Sampuru, le manger en plastique
Au Japon, les restaurants ont presque tous des vitrines dans lesquelles vous trouverez de la nourriture en plastique. Ces faux plats exposés donnent un aperçu rapide du menu de l’établissement depuis la rue et sont bien souvent criants de vérité. Incontournable, intriguant et fort pratique, le manger en plastique nippon est surtout une industrie colossale qui représente chaque année plusieurs milliards de yens et dont l’impact environnemental est considérable.
Présenter son menu à l’aide de faux plats disposés dans une vitrine, c’est une idée qui ne date pas d’hier au Japon. Le pionnier en la matière, c’est Takizo Iwasaki, un industriel inspiré par de la cire chaude qui avait dégouliné sur son tatami. Il décide, en voyant le résultat, de se lancer dans une sculpture en cire et réalise une omelette fort convaincante. Il en tire ensuite un moule en 1917, dans la préfecture de Gifu. Il lui faudra un certain temps pour trouver quoi faire de ses omelettes en cire, car l’invention n’a pas encore vraiment de raison d’être ni de clients potentiels.
Durant quinze ans de réflexion, d’études de marché et de marketing avant l’heure, Iwasaki va s’orienter vers le secteur de la restauration, et se rendre à Osaka, « la ville où l’on mange trop » selon les Japonais. Là, il présente son omelette comme un modèle d’exposition pérenne que les restaurateurs peuvent montrer à leur clientèle. Il parviendra à vendre son concept et son omelette en série à quelques restaurants séduits par l’idée de mettre leur spécialité en vitrine.
De l’omelette en cire à la pizza en plastique
En 1932, Iwasaki est confiant dans son nouveau produit qui plaît de plus en plus et décide d’étendre son savoir-faire au-delà de l’omelette. Pour cela, il fonde Iwasaki Be-I / イワサキ・ビーアイ, la première compagnie productrice de nourriture en cire.
Il faut donner un nom chic et choc au produit, ce sera Shokuhin-Sampuru / 食品サンプル qui pourrait donner, en français, quelque chose comme « nourriture d’exposition ». En anglais, on traduirait cela par « food sample », le mot sampuru – ou sanpuru, c’est selon – étant une transposition directe du terme anglais avec une prononciation japonaise.
Aujourd’hui, Iwasaki Be-I est toujours le leader du sampuru ; il détiendrait 50 à 60% des parts de marché. Les usines sont encore – du moins la plupart – dans la préfecture de Gifu, plus exactement à Gujō, et fabriquent chaque jour des nouilles, des pizzas, des poissons frais et autres chips en plastique. Car la cire a dû être abandonnée. En effet, elle perd rapidement sa couleur et a tendance à fondre et se déformer sous la chaleur de l’été qui est amplifiée par les vitrines.

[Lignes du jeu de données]

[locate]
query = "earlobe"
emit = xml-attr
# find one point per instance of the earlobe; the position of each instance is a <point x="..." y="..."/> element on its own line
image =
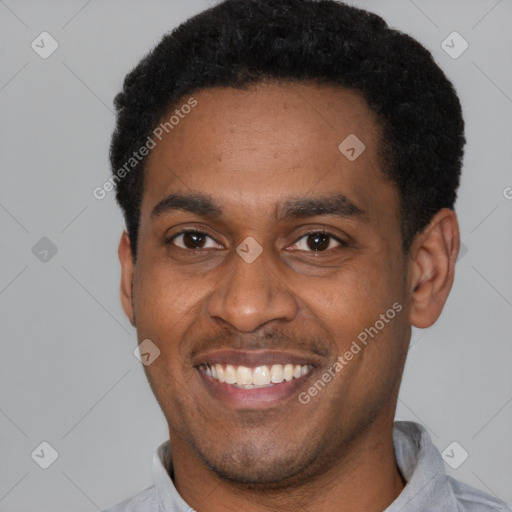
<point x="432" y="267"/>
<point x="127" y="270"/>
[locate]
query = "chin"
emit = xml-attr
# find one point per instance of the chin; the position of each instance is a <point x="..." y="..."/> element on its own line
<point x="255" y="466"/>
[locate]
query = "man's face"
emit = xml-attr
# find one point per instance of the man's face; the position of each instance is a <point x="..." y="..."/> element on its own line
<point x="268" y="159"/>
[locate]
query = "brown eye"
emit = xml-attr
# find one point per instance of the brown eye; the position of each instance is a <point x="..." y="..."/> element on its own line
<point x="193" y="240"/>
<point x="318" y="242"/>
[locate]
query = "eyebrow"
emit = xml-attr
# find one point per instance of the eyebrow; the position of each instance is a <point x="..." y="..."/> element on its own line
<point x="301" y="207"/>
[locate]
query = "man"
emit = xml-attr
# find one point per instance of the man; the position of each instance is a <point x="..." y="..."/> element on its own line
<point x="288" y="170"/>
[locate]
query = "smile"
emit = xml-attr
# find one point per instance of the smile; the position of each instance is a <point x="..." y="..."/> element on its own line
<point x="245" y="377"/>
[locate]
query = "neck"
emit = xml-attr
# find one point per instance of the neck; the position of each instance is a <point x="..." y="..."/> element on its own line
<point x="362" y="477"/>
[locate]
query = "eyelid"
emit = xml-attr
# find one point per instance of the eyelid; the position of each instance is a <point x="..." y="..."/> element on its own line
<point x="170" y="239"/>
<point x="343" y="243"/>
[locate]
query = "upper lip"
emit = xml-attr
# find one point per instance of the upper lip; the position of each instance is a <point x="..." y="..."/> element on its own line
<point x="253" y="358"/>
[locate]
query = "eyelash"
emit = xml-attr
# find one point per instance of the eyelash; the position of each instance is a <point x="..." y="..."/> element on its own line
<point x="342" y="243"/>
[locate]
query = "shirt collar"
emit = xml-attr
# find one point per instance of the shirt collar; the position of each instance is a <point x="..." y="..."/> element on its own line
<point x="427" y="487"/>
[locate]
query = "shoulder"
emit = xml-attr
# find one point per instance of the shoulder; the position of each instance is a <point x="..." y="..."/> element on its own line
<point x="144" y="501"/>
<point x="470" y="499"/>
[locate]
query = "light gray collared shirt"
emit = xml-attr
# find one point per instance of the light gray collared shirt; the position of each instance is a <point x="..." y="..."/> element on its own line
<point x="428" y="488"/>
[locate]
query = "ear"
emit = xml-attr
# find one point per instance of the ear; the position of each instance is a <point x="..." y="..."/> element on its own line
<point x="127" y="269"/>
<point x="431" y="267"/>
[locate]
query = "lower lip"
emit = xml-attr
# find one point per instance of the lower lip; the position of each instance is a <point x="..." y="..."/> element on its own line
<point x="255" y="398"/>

* * *

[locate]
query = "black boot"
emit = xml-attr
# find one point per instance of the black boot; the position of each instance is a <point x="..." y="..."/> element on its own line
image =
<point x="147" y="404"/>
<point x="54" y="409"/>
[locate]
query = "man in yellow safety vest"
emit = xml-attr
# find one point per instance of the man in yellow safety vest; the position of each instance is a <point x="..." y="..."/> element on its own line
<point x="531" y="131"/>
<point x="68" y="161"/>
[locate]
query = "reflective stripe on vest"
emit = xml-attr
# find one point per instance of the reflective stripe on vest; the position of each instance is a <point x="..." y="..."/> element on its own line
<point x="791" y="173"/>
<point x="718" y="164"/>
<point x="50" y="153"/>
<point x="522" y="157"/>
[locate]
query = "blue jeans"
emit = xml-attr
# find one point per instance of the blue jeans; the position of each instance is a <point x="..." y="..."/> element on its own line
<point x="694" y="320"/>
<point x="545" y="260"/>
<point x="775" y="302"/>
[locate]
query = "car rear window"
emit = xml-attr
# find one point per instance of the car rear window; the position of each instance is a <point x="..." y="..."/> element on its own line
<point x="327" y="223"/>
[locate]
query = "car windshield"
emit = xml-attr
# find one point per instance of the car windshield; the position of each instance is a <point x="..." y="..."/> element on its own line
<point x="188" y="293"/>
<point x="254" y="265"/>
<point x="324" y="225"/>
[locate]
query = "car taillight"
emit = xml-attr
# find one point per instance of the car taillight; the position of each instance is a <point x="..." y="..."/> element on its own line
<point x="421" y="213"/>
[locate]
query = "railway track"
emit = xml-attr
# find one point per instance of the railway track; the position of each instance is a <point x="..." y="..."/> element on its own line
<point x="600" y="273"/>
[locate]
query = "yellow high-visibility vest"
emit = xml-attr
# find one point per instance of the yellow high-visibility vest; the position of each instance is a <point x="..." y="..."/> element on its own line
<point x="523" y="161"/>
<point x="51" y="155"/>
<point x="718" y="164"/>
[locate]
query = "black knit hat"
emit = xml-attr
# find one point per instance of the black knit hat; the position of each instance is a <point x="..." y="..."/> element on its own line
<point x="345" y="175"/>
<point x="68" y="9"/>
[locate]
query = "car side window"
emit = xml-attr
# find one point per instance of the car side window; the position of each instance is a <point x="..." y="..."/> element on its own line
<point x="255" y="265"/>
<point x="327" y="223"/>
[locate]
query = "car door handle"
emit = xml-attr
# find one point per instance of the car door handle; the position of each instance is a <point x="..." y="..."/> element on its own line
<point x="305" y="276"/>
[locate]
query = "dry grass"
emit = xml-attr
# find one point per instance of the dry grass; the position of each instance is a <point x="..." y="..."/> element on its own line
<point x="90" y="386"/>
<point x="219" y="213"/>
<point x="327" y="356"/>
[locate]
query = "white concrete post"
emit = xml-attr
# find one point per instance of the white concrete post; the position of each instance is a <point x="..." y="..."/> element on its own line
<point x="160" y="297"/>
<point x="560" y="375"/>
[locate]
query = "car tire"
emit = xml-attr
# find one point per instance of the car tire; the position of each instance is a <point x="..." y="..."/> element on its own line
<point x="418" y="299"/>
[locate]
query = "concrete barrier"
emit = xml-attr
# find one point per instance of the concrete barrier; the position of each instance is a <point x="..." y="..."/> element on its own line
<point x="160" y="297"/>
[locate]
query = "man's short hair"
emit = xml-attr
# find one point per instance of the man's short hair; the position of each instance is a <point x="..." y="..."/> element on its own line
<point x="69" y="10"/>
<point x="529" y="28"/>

--

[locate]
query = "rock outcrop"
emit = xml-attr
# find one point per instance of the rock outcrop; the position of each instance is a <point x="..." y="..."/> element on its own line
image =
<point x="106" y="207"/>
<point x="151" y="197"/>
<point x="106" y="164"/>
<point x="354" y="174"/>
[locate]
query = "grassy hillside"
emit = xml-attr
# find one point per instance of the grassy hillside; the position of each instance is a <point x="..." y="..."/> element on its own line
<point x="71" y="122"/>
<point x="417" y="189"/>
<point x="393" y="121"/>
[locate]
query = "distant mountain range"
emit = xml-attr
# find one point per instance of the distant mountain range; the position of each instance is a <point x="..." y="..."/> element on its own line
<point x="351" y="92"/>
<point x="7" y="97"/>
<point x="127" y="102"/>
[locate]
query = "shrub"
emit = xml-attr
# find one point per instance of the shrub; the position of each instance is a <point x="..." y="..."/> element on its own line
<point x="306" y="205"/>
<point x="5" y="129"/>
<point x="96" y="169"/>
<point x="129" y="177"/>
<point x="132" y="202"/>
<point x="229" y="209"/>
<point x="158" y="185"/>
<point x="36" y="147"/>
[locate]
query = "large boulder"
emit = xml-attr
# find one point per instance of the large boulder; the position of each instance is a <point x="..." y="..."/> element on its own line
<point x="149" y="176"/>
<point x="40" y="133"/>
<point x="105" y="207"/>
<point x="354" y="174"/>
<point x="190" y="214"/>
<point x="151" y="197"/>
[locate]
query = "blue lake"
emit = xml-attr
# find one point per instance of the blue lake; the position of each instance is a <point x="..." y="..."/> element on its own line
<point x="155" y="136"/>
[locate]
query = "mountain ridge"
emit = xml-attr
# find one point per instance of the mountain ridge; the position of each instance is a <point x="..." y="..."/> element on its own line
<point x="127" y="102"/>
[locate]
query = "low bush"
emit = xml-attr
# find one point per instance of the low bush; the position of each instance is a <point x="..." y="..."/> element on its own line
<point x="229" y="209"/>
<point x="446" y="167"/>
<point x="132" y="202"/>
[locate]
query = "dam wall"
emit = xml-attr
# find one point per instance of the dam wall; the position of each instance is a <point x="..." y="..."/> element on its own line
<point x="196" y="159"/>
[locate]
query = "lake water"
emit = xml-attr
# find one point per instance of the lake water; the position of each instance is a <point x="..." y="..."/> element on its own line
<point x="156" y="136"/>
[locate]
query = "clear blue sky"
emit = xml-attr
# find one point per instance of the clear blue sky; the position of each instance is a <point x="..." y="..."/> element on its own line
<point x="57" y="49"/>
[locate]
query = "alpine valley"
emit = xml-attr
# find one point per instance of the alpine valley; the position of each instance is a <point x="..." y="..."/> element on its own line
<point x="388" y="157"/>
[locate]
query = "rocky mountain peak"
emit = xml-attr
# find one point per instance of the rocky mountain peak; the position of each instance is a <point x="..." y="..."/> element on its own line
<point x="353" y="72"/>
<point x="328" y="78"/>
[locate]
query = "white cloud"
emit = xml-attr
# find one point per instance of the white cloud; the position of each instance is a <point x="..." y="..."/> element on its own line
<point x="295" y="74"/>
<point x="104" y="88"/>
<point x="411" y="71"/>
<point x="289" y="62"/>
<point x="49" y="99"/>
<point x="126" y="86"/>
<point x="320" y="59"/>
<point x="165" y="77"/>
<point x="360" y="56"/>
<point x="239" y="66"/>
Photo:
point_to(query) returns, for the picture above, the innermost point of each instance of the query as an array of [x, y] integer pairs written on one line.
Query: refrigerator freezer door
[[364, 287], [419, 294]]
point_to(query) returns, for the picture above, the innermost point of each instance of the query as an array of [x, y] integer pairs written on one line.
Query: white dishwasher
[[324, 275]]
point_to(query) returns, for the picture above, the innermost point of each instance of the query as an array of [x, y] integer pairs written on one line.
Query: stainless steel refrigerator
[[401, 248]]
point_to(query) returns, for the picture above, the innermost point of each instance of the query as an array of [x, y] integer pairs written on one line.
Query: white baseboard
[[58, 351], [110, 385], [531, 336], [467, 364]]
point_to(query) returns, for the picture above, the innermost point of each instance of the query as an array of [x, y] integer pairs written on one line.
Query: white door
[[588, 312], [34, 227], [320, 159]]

• _Consigne de l'exercice_:
Répondez brièvement, d'après l'article sur le sampuru :
(a) En quelle année Takizo Iwasaki tire-t-il un moule de son omelette en cire ?
(b) Quelle ville les Japonais surnomment-ils « la ville où l'on mange trop » ?
(c) Quelle part de marché Iwasaki Be-I détiendrait-il aujourd'hui ?
Les entrées ne servent à rien dans cet exercice.

• _Réponse complète_:
(a) En 1917.
(b) Osaka.
(c) De 50 à 60 %.